### TASK ITEM
The listing below contains a span that opens with the line containing "Query: teal t-shirt" and closes with the line containing "Query: two-story house". Return that span exactly.

### DATA RECORDS
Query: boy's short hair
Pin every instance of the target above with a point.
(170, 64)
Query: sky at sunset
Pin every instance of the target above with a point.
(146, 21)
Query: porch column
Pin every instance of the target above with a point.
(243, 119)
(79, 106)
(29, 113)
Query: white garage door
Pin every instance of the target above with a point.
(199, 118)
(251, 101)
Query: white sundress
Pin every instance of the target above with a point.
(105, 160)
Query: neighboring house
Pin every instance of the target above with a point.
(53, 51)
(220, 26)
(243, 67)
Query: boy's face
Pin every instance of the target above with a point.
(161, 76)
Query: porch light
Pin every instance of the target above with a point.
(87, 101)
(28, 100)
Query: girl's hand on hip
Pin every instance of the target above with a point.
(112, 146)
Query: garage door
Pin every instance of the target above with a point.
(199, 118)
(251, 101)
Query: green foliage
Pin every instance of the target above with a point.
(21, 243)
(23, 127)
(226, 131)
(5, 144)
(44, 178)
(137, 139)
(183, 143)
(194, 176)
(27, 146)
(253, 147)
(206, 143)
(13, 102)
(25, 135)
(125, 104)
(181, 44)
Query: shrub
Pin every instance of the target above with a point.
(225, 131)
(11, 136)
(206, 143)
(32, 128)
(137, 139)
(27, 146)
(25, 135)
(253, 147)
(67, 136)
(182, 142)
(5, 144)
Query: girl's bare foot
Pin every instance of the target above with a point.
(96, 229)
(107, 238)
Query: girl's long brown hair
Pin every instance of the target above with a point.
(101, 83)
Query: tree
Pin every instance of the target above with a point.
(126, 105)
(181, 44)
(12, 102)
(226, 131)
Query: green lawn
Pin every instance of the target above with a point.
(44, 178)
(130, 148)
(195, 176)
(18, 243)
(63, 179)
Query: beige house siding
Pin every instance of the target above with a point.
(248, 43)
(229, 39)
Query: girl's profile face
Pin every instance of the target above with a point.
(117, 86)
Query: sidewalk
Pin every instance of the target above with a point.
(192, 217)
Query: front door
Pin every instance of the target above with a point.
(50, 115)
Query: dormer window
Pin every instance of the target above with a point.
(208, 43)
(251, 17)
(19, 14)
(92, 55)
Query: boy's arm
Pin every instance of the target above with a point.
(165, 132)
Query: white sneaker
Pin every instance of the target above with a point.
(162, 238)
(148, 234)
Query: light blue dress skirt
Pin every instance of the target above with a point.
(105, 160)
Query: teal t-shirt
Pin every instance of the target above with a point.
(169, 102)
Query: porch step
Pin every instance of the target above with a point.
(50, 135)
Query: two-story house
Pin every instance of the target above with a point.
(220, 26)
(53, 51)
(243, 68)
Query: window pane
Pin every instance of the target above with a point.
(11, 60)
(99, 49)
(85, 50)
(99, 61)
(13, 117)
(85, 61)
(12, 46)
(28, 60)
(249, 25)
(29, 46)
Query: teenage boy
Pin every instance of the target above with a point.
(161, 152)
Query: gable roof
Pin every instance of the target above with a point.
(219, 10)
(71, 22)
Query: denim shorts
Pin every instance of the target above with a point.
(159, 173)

### SOLUTION FOR THIS TASK
Query: teal t-shirt
Pin every instance of the target above with a point.
(169, 102)
Query: porch step
Pin every instance of the target above with a point.
(50, 135)
Query: two-story house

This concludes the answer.